> **待完成操作**
1. 請抄寫這段講指令快取清除的節錄，從「static int magic」開始，一路抄到「icache_flush()函式初始化。」為止。
2. 用兩句話概括這段講指令快取清除的節錄。
3. 請接著這段講指令快取清除的節錄往下寫。

呼叫的invalidate_range()函式的實現如下：

void AbstractICache::invalidate_range(address start, int nbytes) {
  static bool firstTime = true;
  if (firstTime) {
     guarantee(start == CAST_FROM_FN_PTR(address, _flush_icache_stub),"first flush should be for flush stub");
     firstTime = false;
     return;
  }
  if (nbytes == 0) {
     return;
  }
  // Align start address to an icache line boundary and transform
  // nbytes to an icache line count.
  const uint  line_offset = mask_address_bits(start, ICache::line_size-1);
  if (line_offset != 0) {
     start -= line_offset;
     nbytes += line_offset;
  }
  intptr_t temp = round_to(nbytes, ICache::line_size);
  int lines = temp >> ICache::log2_line_size;
  call_flush_stub(start, lines);
}

void AbstractICache::call_flush_stub(address start, int lines) {
  // The business with the magic number is just a little security.
  // We cannot call the flush stub when generating the flush stub
  // because it isn't there yet.  So, the stub also returns its third
  // parameter.  This is a cheap check that the stub was really executed.
  static int magic = 0xbaadbabe;

  int  auto_magic = magic; // Make a local copy to avoid race condition
  int  r = (*_flush_icache_stub)(start, lines, auto_magic);
  guarantee(r == auto_magic, "flush stub routine did not execute");
  ++magic;
}
　　

_flush_icache_stub是函式指標，在ICacheStubGenerator類中的ICacheStubGenerator::generate_icache_flush()函式初始化。

4、ICacheStubGenerator

呼叫ICacheStubGenerator::generate_icache_flush()函式的呼叫棧如下所示。

區域標註記錄
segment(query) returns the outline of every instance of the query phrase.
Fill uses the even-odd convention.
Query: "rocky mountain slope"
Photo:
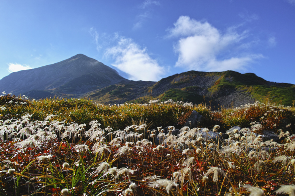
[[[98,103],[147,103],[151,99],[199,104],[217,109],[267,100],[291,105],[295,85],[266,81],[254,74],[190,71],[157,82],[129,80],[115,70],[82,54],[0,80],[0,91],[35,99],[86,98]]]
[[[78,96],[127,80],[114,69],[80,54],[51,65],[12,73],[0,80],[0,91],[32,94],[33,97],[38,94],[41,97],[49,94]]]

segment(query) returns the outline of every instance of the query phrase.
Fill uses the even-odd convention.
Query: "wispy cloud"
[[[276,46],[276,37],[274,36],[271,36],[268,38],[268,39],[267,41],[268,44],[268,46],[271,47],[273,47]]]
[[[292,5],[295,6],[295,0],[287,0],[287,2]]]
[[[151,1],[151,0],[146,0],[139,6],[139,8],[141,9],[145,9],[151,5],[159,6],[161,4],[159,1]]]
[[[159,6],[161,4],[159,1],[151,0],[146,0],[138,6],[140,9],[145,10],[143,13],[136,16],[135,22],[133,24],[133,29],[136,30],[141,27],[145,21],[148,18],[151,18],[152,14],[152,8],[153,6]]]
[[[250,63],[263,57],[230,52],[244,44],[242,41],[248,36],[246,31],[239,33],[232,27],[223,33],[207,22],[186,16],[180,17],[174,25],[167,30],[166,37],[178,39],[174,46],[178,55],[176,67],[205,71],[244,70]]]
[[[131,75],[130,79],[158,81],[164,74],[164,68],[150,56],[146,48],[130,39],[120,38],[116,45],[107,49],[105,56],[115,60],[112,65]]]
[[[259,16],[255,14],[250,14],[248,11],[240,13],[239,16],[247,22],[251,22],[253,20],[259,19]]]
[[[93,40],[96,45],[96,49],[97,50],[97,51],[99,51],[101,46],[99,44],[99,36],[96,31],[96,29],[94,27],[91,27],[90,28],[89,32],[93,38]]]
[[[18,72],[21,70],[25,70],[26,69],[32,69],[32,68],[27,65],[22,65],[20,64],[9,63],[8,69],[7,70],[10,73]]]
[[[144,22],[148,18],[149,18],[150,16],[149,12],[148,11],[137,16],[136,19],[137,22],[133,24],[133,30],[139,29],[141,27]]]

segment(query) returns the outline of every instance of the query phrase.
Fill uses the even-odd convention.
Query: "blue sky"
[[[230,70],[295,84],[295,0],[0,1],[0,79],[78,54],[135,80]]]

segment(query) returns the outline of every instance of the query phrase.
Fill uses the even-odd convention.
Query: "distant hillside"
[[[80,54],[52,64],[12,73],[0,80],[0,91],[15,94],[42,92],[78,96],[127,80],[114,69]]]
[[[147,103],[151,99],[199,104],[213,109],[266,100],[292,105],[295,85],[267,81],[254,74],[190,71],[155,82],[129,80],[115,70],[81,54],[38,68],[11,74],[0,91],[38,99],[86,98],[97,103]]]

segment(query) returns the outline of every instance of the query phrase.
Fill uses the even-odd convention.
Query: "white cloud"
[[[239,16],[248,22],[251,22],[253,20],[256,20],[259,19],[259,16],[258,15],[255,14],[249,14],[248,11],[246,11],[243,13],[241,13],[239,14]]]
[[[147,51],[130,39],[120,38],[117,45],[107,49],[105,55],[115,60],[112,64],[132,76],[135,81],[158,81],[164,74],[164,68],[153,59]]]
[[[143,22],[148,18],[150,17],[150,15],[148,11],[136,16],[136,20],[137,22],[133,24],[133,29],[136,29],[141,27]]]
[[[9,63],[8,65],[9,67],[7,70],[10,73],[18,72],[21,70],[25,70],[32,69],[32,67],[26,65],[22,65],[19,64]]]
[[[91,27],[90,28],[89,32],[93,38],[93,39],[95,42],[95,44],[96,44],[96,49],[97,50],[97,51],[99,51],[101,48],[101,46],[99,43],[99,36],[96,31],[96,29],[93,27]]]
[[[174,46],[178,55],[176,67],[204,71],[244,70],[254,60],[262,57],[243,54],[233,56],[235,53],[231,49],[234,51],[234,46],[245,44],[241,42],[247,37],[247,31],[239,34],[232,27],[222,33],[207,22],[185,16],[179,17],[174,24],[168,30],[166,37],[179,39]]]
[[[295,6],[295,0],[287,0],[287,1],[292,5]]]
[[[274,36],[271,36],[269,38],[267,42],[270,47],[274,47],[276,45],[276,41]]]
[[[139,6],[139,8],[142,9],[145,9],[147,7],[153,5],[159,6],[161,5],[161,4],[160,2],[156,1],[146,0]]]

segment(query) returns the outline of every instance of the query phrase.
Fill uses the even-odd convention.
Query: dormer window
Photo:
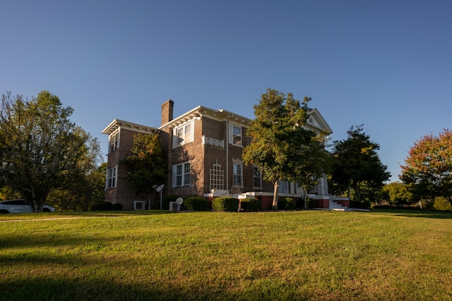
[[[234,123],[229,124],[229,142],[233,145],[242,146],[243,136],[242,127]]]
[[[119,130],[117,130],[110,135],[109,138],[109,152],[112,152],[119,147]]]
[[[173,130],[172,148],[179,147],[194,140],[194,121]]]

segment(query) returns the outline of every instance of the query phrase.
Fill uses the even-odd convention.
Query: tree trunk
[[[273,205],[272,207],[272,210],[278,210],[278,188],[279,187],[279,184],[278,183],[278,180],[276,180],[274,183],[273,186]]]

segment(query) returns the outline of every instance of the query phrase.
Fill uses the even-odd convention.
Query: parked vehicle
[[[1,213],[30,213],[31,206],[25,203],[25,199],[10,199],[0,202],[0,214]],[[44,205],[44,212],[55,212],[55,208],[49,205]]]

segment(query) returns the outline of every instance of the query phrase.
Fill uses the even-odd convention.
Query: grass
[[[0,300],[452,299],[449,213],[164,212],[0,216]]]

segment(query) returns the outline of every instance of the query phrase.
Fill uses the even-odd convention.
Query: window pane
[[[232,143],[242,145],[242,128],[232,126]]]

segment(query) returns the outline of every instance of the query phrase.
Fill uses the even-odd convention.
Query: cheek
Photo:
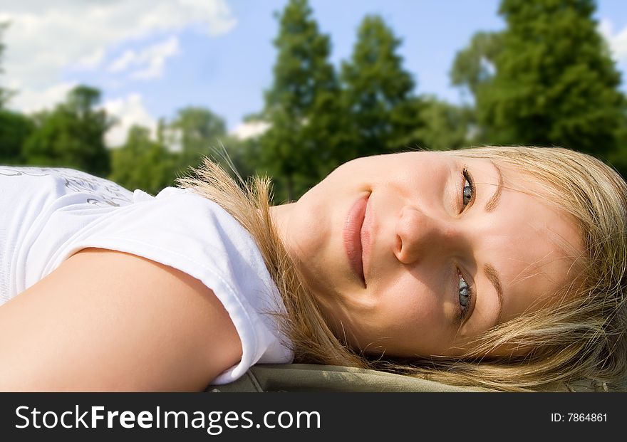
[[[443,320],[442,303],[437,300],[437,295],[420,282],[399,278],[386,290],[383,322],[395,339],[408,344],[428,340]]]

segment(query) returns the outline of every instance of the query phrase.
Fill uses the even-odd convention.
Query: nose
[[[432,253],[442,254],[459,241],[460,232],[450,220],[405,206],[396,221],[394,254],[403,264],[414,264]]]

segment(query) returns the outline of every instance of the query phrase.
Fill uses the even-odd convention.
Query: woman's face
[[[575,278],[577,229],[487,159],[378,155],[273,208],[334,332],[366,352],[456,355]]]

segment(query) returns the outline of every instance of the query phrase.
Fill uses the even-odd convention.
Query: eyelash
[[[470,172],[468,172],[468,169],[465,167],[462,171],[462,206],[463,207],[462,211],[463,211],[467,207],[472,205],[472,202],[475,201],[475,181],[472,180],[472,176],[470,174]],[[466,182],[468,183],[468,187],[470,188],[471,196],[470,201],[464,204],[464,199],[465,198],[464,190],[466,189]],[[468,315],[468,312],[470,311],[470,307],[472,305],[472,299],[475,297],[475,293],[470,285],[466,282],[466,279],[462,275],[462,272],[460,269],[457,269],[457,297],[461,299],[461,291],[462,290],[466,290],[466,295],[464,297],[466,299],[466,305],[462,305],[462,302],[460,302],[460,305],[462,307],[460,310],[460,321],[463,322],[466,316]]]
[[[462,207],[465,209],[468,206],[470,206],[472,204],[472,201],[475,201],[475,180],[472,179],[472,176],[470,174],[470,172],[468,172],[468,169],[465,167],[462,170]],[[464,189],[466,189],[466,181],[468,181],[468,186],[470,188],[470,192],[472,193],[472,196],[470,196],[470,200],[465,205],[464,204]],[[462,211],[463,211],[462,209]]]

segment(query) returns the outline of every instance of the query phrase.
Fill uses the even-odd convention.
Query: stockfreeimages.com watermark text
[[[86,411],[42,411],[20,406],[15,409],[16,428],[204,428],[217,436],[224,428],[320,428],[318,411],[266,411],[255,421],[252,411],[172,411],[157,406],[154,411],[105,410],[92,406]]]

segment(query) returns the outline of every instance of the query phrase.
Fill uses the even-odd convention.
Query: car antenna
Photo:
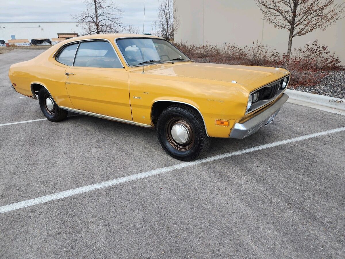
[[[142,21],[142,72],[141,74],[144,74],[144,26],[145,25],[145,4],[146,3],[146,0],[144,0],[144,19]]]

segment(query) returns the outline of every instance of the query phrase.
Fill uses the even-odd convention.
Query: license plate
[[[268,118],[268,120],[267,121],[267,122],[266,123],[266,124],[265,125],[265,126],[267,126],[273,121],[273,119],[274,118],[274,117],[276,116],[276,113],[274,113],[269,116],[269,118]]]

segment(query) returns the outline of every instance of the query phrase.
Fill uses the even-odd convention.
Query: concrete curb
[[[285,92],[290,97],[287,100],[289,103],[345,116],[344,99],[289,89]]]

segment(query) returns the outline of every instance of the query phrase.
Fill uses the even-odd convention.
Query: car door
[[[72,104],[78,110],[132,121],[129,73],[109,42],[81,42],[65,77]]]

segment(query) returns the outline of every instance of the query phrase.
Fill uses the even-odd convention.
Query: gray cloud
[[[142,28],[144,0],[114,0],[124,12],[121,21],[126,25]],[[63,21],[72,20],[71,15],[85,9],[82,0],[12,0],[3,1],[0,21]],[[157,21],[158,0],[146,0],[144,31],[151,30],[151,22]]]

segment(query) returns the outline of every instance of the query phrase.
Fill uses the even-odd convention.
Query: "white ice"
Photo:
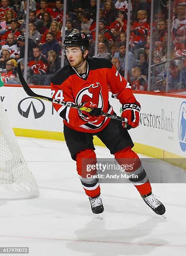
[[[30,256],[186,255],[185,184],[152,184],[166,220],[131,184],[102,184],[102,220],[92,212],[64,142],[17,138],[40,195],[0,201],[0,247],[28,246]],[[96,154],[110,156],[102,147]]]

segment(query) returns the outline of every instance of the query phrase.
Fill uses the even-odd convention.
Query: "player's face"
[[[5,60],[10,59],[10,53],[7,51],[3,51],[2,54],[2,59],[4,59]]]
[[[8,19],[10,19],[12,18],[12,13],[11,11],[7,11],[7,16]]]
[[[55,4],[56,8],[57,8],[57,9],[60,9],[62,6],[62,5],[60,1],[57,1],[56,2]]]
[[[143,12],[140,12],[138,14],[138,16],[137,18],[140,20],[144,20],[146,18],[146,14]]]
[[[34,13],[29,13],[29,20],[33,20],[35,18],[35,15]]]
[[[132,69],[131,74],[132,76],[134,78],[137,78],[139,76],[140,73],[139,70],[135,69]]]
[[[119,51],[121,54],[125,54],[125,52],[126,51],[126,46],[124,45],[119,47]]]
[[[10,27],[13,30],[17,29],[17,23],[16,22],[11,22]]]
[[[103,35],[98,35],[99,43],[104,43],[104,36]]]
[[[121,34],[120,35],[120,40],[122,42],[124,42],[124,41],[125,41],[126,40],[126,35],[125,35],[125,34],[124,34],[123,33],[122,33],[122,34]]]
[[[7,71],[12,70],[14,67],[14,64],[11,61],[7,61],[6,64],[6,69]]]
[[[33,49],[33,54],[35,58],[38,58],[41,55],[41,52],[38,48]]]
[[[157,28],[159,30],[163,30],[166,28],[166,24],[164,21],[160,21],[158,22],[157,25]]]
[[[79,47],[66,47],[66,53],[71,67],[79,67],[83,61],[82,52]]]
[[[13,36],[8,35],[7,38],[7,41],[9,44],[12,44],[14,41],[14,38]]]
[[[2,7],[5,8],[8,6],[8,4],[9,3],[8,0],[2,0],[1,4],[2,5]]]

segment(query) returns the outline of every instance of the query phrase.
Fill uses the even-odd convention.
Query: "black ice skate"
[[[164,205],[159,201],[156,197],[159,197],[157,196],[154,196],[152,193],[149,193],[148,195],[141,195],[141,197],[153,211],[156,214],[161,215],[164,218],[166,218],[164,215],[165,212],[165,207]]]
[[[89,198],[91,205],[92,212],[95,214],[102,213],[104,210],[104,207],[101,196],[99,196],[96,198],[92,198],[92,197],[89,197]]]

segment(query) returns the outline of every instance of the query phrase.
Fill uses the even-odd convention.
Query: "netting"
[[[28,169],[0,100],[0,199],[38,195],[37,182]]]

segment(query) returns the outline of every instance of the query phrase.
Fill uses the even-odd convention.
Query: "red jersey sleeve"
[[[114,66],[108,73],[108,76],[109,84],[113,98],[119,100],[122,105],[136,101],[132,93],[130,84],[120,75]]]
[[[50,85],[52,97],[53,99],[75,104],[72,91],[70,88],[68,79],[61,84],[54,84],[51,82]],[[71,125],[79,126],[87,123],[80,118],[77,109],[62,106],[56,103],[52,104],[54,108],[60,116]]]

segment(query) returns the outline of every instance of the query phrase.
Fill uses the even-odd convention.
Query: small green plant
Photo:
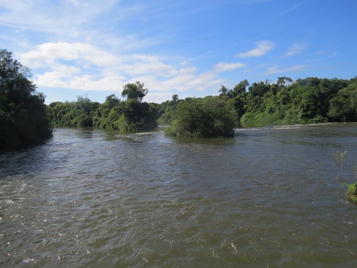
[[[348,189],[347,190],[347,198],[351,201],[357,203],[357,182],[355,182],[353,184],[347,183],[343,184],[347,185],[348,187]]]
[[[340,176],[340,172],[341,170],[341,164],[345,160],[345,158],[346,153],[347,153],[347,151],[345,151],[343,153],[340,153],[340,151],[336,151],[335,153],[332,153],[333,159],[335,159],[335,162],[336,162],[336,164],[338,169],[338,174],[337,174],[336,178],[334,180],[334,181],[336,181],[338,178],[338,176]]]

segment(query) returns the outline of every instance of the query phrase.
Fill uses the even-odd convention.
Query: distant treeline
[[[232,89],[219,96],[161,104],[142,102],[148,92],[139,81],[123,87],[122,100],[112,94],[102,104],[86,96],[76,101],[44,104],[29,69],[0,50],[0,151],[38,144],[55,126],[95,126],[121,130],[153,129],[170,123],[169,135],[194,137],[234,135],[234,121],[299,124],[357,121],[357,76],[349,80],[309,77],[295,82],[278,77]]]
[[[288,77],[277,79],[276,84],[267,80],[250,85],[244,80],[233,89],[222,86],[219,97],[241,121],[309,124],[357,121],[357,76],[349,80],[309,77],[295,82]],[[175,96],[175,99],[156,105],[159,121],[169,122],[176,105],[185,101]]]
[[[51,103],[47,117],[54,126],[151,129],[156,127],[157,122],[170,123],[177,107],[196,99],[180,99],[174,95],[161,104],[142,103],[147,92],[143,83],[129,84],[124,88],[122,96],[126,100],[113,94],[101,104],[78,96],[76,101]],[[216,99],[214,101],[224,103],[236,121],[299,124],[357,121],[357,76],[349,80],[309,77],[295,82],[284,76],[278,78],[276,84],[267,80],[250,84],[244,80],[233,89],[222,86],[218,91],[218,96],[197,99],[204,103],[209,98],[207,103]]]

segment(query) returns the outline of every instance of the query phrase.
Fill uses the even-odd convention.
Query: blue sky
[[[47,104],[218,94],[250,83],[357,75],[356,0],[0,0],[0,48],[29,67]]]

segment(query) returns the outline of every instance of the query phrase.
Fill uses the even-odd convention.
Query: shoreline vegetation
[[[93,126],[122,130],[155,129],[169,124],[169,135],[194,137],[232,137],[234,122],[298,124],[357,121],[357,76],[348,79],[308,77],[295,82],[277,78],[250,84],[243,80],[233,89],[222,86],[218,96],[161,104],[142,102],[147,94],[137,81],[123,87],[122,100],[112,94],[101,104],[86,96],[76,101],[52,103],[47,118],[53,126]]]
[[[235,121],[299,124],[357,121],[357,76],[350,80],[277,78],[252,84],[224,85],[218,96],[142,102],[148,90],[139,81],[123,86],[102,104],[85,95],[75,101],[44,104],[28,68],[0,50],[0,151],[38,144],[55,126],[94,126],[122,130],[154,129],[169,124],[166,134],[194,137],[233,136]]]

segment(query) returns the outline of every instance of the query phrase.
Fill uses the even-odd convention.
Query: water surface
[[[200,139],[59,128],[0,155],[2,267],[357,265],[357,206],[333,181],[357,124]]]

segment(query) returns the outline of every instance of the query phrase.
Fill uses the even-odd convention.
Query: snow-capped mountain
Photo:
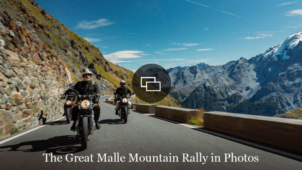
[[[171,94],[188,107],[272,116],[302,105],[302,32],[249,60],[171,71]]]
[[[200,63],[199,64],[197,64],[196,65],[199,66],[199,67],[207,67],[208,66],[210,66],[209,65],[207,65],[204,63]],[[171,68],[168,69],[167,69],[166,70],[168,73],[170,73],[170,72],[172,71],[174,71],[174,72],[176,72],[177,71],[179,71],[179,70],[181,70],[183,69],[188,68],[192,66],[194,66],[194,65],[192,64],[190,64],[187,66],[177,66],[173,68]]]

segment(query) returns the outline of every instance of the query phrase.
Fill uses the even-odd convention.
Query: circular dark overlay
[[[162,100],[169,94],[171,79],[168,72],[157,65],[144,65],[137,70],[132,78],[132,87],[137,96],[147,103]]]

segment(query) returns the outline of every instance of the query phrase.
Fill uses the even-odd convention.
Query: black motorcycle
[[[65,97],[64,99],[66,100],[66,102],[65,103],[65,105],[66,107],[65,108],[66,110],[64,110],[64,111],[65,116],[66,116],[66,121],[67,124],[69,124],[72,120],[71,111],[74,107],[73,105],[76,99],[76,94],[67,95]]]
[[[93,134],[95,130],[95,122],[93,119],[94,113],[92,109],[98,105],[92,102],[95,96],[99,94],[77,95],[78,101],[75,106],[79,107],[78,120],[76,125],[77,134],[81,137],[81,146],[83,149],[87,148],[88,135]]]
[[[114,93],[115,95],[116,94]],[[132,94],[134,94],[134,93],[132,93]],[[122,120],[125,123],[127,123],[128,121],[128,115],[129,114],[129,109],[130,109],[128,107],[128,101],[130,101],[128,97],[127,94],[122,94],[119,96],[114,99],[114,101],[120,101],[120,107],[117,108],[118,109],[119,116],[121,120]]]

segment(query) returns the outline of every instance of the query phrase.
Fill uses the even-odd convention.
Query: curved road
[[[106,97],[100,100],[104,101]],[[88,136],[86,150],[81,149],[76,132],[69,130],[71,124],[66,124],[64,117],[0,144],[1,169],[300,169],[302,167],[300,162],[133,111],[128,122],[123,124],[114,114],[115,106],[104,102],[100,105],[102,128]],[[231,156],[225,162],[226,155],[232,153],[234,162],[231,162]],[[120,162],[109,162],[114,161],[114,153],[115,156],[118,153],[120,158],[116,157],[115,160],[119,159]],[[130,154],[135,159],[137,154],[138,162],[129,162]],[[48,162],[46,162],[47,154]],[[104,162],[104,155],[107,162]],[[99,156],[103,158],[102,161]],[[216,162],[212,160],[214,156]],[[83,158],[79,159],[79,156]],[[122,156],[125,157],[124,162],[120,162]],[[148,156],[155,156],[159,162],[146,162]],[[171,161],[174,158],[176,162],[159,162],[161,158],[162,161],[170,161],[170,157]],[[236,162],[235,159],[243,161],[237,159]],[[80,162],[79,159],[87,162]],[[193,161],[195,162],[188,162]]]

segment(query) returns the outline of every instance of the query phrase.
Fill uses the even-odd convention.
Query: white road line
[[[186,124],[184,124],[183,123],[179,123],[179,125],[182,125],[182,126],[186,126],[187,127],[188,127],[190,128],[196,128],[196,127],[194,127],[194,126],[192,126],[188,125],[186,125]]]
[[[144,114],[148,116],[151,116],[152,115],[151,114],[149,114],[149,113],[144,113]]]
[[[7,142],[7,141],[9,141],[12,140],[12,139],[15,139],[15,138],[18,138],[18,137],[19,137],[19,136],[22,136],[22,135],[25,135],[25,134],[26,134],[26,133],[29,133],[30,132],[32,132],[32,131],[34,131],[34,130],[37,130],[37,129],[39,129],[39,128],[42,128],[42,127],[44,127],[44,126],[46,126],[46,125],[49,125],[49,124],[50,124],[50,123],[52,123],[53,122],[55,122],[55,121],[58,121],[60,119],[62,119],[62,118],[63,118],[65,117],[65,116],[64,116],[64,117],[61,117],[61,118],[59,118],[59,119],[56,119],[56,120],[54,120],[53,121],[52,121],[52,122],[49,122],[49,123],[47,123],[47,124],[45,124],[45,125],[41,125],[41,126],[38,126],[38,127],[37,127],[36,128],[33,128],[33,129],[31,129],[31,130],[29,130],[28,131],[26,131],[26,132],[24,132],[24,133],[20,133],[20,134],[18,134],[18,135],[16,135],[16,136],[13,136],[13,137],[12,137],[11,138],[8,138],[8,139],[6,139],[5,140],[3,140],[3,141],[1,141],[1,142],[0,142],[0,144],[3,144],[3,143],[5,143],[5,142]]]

> **練習解答**
1.
static int magic = 0xbaadbabe;

  int  auto_magic = magic; // Make a local copy to avoid race condition
  int  r = (*_flush_icache_stub)(start, lines, auto_magic);
  guarantee(r == auto_magic, "flush stub routine did not execute");
  ++magic;
}
　　

_flush_icache_stub是函式指標，在ICacheStubGenerator類中的ICacheStubGenerator::generate_icache_flush()函式初始化。

2. invalidate_range() 首次被呼叫時只確認起始位址是清除 stub 本身便返回，nbytes 為 0 時也直接返回，其餘情況則把起始位址對齊到 icache 行邊界、將位元組數換算成行數，再呼叫 call_flush_stub()。call_flush_stub() 經由函式指標 _flush_icache_stub 執行清除 stub，並以魔數檢查 stub 確實執行過，而這個函式指標是在 ICacheStubGenerator::generate_icache_flush() 中初始化的。

3.
ICacheStubGenerator::generate_icache_flush()   icache_x86.cpp
AbstractICache::initialize()                   icache.cpp
icache_init()                                  icache.cpp
CodeCache::initialize()                        codeCache.cpp
codeCache_init()                               codeCache.cpp
init_globals()                                 init.cpp

ICacheStubGenerator類的定義如下：

class ICacheStubGenerator : public StubCodeGenerator {
 public:
  ICacheStubGenerator(CodeBuffer *c) : StubCodeGenerator(c) {}

  // Generate the icache flush stub.
  //
  // Since we cannot flush the cache when this stub is generated,
  // it must be generated first, and just to be sure, we do extra
  // work to allow a check that these instructions got executed.
  //
  // The flush stub has three parameters (see flush_icache_stub_t).
  //
  //   addr  - Start address, must be aligned at log2_line_size
  //   lines - Number of line_size icache lines to flush
  //   magic - Magic number copied to result register to make sure
  //           the stub executed properly
  //
  // A template for generate_icache_flush is
  //
  //    #define __ _masm->
  //
  //    void ICacheStubGenerator::generate_icache_flush(
  //      ICache::flush_icache_stub_t* flush_icache_stub
  //    ) {
  //      StubCodeMark mark(this, "ICache", "flush_icache_stub");
  //
  //      address start = __ pc();
  //
  //      // emit flush stub asm code
  //
  //      // Must be set here so StubCodeMark destructor can call the flush stub.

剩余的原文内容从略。